Pulling Out All the Stops
Bethenny's wedding planner talks about the stress of planning the perfect event in four weeks!
After watching last week's episode of Bethenny Getting Married? all I could think of was saving my family jewels. With one week into planning, the stress was already beginning to take its toll on me. That coupled with the fact that Bethenny was beginning to turn into the ever-feared Bridezilla!
I've said it before that I can do a lot of things, but I can't move mountains and I can't make things just magically happen. If I could do that I would be retired on an island and we would never be having this discussion. I think Bethenny thought that I should have the entire wedding planned after our first meeting. And you have no idea how hard I busted my butt after that first meeting to get vendors lined up. Most were either booked or not willing to work on a Sunday (being their only day off). I begged and called in every possible favor I could. But by the time I saw Bethenny at the hair salon for her trial I still didn't have confirmation on most of the vendors. Time was ticking and so was Bethenny's patience. And who can blame a bride to be with just three weeks until her wedding? She was getting nervous the wedding details wouldn't get pulled together. I knew they would, but convincing her was another story. She wasn't willing to give up control and nothing I could say would change that.

[Exercise aim] In the wedding planner's account, why did the planner struggle to line up vendors after the first meeting with Bethenny? Answer in one to three sentences.

[Provided data]

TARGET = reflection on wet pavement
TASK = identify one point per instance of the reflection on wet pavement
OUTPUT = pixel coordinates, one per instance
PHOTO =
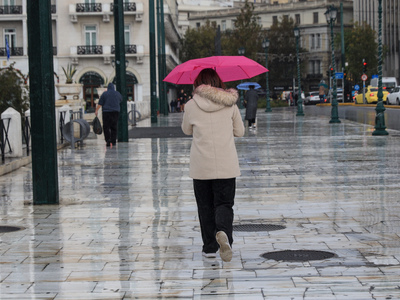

[Task result] Most vendors were either already booked or unwilling to work on a Sunday, which was their only day off. Even after begging and calling in every possible favor, the planner still didn't have confirmation on most of them by Bethenny's hair trial.